## Written instruction
Set down exactly, and only, the lines from the one with "If you could pick out the snow-covered ground" to the final line of the entries, both included.

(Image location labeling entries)
════
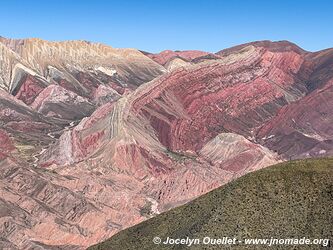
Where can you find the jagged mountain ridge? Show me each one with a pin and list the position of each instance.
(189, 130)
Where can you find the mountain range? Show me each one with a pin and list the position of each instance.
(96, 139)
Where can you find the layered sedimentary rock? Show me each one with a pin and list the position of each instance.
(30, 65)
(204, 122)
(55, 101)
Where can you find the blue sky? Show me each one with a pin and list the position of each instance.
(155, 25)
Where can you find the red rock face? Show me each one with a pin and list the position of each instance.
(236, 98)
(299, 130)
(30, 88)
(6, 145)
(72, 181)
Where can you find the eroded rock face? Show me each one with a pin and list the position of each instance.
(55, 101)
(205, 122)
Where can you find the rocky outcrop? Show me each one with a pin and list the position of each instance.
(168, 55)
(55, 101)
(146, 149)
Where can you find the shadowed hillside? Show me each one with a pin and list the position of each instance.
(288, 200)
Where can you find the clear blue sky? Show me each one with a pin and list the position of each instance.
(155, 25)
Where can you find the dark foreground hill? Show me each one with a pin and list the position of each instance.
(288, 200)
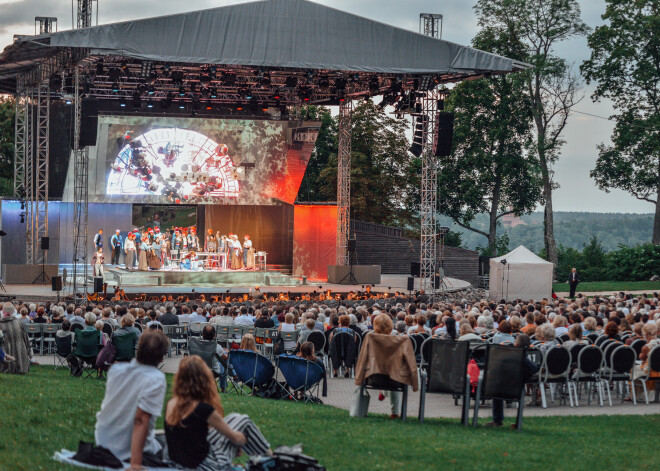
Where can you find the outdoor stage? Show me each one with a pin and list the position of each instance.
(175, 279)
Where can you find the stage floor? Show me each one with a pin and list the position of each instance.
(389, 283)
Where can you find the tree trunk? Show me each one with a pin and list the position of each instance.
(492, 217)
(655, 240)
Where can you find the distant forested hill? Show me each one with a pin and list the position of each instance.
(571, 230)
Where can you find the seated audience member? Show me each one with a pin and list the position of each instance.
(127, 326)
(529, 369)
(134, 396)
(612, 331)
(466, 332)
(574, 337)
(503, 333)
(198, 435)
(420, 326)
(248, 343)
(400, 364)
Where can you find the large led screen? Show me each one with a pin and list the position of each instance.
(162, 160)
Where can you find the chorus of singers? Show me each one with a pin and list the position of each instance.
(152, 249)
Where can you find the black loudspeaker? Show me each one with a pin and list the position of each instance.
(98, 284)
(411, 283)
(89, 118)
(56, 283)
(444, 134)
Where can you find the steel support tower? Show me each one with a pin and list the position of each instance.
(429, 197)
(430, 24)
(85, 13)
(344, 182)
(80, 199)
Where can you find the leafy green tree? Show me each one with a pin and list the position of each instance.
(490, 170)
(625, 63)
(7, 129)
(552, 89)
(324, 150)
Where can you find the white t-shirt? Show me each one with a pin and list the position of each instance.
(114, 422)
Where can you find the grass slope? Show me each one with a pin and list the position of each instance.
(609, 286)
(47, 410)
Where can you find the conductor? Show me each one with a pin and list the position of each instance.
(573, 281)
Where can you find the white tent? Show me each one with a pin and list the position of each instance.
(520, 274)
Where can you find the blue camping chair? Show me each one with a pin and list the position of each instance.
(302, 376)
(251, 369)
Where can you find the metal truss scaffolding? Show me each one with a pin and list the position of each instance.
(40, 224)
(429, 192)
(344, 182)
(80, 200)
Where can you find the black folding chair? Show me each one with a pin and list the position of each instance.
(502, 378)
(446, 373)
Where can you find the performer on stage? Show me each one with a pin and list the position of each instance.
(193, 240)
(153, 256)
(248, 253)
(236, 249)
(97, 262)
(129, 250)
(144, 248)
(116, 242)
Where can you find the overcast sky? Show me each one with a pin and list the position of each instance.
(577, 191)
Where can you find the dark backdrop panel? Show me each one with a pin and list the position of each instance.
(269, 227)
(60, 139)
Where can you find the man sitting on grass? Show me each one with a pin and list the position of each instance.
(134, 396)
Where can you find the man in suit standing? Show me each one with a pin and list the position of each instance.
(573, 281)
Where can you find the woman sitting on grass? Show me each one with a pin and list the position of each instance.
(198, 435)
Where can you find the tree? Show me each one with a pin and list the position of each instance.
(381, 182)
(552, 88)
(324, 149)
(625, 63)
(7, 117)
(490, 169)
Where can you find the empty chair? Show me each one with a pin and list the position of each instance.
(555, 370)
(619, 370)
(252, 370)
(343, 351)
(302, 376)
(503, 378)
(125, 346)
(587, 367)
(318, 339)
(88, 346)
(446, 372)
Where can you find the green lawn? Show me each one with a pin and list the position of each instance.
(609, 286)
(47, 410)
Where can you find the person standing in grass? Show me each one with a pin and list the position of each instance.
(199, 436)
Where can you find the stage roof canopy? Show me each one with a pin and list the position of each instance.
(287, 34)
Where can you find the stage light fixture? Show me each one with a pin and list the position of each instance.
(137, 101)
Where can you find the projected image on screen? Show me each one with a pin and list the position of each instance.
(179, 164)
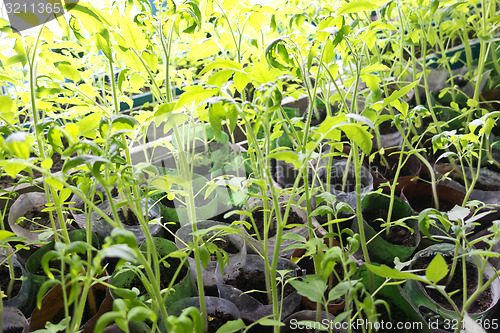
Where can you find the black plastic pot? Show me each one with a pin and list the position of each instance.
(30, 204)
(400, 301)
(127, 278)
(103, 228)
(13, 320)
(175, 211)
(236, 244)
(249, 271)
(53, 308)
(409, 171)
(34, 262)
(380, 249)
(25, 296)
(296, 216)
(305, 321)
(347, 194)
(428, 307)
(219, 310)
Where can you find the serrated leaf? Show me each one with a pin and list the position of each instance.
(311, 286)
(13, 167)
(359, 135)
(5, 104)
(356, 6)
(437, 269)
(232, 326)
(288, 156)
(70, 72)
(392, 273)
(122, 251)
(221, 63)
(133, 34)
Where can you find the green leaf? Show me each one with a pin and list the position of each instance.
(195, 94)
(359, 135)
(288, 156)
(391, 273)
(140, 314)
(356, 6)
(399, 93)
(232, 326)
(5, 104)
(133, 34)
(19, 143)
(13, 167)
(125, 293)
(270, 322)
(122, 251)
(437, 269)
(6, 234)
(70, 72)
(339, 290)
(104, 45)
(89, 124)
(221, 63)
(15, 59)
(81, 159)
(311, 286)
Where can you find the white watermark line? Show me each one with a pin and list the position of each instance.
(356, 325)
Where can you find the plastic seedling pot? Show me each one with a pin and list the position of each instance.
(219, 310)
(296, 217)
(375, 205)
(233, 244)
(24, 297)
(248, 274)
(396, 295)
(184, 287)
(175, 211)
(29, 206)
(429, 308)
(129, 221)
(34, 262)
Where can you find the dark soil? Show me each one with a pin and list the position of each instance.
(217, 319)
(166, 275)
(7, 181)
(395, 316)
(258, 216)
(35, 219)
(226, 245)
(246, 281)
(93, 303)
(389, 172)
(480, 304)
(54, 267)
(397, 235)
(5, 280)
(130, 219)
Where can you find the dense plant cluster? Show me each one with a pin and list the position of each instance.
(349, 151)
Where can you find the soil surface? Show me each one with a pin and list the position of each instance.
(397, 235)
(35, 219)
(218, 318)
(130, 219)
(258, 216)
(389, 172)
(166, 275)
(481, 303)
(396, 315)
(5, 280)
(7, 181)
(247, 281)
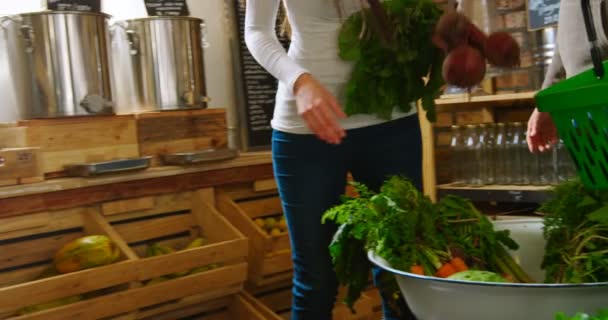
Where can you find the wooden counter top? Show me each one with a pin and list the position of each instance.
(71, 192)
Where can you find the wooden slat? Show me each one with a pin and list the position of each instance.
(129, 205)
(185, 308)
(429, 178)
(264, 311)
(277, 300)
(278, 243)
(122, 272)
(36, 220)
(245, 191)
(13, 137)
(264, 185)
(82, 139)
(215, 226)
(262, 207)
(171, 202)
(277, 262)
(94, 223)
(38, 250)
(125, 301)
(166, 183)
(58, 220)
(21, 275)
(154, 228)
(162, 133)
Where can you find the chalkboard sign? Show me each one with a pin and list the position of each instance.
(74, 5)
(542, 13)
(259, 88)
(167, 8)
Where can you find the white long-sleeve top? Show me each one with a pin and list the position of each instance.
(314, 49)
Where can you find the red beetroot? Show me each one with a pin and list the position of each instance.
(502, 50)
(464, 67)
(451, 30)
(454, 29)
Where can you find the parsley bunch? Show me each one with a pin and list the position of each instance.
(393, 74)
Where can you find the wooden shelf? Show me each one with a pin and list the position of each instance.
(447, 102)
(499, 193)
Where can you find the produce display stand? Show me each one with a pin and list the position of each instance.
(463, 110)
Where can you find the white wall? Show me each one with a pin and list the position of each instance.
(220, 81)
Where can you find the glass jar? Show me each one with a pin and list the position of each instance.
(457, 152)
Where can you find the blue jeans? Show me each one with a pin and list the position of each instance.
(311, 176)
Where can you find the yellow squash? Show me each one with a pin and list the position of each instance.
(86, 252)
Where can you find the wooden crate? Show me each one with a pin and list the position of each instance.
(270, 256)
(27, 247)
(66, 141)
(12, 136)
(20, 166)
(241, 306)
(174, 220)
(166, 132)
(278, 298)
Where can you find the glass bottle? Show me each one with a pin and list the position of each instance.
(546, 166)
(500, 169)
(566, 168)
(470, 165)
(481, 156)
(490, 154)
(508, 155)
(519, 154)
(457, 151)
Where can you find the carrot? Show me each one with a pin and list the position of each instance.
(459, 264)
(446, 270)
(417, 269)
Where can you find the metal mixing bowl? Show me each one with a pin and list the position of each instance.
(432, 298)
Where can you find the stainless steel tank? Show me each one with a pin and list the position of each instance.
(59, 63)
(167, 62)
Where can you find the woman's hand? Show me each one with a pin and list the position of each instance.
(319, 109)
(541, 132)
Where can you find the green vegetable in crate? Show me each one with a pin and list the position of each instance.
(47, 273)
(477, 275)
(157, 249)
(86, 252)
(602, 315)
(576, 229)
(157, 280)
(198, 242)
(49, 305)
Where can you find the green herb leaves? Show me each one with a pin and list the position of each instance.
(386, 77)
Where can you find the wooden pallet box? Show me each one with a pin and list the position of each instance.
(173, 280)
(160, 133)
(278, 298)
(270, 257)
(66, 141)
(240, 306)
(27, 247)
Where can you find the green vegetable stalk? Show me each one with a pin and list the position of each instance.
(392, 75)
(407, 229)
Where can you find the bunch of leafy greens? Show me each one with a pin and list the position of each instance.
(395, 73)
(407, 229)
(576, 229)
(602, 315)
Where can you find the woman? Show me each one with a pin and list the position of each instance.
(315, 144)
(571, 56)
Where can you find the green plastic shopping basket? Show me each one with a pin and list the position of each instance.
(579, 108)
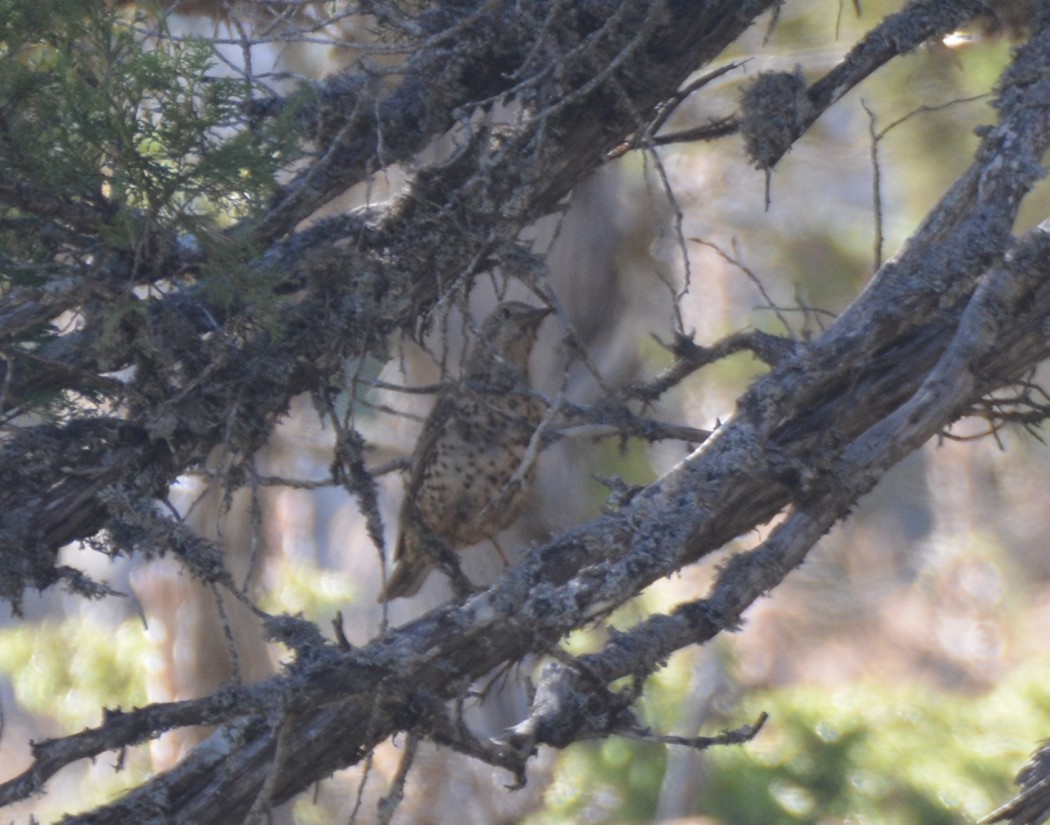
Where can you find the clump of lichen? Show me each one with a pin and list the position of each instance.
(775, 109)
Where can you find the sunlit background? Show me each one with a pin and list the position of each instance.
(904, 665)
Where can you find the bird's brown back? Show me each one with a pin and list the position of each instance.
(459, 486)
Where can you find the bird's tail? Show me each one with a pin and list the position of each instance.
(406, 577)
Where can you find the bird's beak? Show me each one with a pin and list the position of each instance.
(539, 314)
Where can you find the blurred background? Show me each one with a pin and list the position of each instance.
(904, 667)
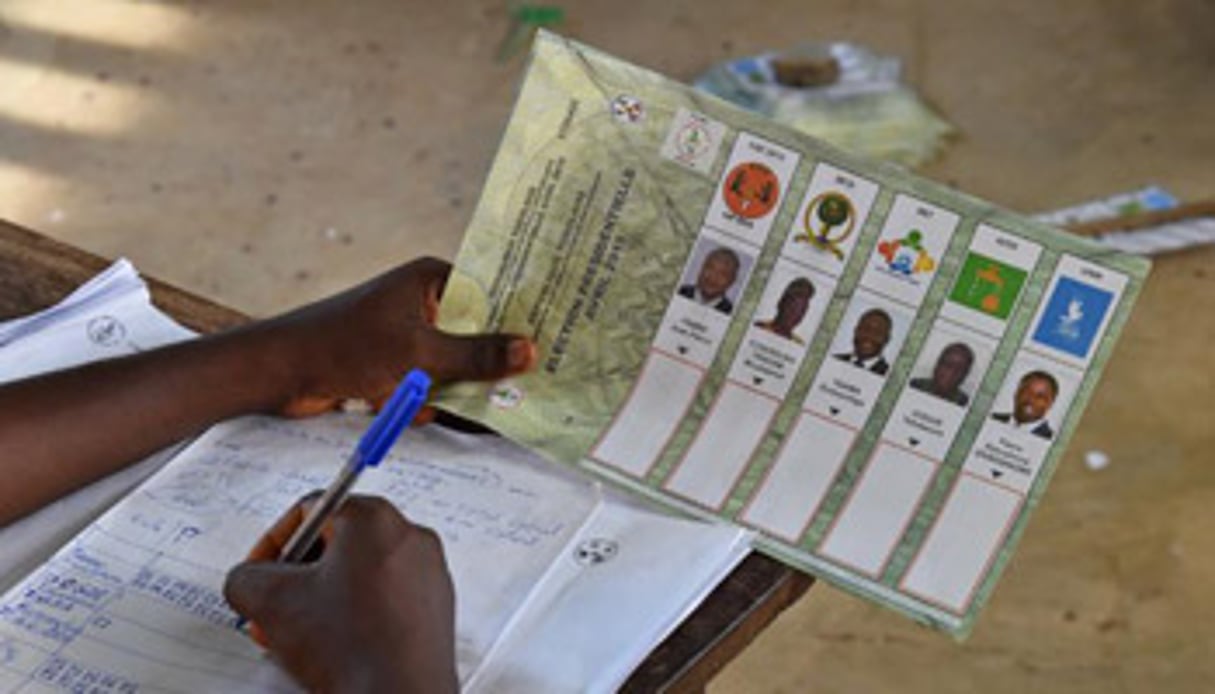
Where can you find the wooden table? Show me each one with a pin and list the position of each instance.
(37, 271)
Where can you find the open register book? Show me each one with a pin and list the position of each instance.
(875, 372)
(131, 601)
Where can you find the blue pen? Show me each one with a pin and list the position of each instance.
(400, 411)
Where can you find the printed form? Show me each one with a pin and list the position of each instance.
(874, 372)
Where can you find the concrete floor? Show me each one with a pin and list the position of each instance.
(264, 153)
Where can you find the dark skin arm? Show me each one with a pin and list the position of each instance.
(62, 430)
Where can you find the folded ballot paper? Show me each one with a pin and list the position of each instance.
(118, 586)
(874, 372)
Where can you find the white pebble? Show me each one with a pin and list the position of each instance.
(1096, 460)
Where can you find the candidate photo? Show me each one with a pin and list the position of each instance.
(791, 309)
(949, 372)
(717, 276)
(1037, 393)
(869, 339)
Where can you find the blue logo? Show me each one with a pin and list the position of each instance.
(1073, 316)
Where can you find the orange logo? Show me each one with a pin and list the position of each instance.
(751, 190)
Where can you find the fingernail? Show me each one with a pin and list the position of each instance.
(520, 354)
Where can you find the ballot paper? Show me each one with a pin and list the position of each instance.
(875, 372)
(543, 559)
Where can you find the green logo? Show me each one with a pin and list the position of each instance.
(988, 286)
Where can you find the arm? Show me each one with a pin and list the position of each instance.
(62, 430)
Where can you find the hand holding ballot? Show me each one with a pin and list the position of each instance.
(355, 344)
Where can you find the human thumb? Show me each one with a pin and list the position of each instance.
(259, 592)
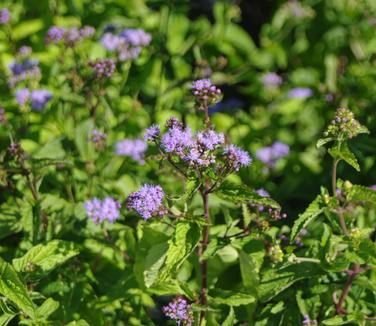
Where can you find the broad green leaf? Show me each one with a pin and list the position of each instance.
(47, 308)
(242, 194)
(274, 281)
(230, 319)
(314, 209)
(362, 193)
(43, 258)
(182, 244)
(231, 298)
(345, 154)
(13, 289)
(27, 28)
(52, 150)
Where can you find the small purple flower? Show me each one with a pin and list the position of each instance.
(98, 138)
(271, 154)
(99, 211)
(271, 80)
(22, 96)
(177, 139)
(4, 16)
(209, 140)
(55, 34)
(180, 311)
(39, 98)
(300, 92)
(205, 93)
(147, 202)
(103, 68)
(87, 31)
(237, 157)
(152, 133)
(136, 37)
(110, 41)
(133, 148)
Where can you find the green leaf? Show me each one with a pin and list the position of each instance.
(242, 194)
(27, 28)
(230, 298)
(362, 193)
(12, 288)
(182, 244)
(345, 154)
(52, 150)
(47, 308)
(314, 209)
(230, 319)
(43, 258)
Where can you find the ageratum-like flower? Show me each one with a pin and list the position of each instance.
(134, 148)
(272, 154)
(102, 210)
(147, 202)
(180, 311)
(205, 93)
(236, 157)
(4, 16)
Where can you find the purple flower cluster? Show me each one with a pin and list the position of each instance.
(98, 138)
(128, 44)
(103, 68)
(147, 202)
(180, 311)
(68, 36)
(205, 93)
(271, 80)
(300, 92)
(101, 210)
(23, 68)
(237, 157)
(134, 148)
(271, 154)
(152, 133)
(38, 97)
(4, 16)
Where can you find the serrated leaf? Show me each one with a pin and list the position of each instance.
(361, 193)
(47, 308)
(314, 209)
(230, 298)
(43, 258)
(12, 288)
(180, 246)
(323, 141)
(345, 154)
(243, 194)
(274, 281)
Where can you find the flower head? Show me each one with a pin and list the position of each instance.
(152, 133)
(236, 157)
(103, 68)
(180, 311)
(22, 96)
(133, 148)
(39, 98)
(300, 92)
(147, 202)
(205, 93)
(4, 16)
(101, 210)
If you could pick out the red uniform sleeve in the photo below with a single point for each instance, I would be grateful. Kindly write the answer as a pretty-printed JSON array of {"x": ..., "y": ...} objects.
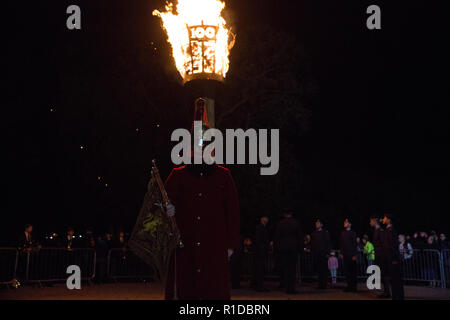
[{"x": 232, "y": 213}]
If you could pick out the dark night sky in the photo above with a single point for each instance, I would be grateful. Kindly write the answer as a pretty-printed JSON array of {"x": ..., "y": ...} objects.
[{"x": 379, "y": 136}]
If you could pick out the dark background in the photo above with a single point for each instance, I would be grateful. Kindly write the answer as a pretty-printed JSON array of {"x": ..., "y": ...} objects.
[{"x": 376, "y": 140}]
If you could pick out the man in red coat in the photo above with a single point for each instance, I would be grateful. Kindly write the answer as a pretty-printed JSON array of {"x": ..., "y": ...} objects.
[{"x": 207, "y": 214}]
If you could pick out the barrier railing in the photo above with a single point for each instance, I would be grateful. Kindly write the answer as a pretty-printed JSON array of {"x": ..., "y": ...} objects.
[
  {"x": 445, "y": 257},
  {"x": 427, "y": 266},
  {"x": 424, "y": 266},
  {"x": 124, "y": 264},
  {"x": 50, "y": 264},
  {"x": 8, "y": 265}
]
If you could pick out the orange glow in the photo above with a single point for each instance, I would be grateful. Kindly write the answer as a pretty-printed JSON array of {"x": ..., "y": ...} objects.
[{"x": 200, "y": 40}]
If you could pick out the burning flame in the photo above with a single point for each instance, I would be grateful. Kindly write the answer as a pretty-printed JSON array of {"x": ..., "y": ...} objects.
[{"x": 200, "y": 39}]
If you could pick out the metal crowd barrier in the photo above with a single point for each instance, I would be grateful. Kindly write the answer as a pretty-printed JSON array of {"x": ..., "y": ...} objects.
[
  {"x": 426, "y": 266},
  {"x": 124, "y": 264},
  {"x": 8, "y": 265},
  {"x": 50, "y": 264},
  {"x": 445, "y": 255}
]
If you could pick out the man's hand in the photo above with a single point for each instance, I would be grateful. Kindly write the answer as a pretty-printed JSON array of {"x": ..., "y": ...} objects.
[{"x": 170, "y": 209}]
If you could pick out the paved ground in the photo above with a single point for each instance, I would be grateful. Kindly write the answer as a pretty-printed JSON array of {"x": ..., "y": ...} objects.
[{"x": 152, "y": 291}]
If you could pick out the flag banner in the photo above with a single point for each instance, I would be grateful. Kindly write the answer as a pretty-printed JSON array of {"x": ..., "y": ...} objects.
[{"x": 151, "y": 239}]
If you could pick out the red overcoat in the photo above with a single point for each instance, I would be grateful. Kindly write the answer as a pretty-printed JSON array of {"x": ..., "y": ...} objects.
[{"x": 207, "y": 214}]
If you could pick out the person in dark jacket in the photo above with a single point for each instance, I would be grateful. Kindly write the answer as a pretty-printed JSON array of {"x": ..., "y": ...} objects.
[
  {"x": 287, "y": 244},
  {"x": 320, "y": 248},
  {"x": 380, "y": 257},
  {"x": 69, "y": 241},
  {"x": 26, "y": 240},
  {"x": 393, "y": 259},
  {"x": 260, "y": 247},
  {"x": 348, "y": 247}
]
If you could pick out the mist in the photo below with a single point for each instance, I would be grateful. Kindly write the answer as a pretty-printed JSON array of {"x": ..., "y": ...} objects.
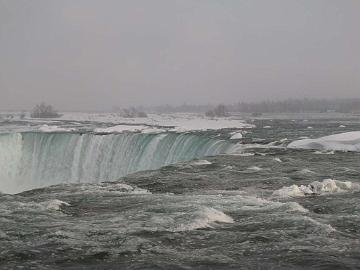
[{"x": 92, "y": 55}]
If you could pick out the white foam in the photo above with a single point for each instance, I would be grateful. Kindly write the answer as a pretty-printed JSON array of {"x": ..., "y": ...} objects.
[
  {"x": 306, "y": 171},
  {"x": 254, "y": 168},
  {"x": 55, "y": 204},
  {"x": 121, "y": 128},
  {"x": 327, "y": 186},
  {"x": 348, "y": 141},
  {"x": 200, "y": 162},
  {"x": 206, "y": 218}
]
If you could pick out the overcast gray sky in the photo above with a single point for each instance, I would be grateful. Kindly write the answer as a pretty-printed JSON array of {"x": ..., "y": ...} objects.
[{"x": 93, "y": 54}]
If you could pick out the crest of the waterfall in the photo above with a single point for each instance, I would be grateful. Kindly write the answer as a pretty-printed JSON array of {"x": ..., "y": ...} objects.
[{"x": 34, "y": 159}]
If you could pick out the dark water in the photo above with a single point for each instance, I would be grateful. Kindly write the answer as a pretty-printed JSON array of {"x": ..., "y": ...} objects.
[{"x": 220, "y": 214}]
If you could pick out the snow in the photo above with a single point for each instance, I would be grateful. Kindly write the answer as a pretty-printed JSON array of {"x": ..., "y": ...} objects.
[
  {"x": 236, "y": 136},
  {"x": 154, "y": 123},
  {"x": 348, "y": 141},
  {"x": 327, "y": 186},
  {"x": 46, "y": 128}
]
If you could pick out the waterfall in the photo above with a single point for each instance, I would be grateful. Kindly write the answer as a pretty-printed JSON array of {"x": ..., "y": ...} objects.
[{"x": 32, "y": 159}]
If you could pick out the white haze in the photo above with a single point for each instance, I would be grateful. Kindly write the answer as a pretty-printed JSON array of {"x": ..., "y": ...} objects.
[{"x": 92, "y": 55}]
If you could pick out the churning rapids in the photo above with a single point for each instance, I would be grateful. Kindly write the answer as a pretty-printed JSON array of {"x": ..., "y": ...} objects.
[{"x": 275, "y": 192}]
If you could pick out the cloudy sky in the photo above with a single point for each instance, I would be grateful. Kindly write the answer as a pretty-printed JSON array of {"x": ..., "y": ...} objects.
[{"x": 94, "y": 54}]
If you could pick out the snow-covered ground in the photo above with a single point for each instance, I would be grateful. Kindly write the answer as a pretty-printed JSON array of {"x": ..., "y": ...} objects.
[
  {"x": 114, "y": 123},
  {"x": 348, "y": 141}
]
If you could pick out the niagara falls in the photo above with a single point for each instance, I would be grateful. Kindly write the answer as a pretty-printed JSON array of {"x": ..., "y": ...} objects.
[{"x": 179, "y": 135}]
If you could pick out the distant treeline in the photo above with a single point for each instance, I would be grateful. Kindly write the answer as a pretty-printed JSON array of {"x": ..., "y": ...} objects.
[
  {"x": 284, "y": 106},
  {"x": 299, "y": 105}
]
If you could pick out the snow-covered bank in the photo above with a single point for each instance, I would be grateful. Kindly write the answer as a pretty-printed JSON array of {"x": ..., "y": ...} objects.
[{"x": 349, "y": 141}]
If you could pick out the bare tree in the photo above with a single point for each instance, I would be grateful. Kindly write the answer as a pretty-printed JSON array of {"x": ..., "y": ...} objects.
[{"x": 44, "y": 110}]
════
## Final result
If you could pick out the snow-covered ground in the photo above with a single point for each instance, I would be grateful. Kindly write the answer as a pretty-printed JSON array of {"x": ..., "y": ...} objects.
[
  {"x": 114, "y": 123},
  {"x": 348, "y": 141}
]
If you could pick out the niagara falls in the photo above with a single point for each instance, I would be grateful. Kindly write the answer as a pretty-printed JSON array of {"x": ..., "y": ...} objects.
[{"x": 179, "y": 135}]
If you could pick out the distant treeline in the photo above with a single point for each instance, I would be grateful. Kindly write the answer as a pretty-printed JSON array of {"x": ..., "y": ...} objects.
[
  {"x": 284, "y": 106},
  {"x": 299, "y": 105}
]
If you could pick out the snow-covered bank in the photo above with a single point for each instance, I would be grateful. Kindly write the answer as a pretty-printed JSON array of {"x": ..., "y": ...} objects.
[{"x": 349, "y": 141}]
If you could pick out the bare tree in the photo above with a single point for each instance, I would be grateful. Kindly write the answer as a pretty-printed JSON array of {"x": ..., "y": ...} objects.
[{"x": 44, "y": 110}]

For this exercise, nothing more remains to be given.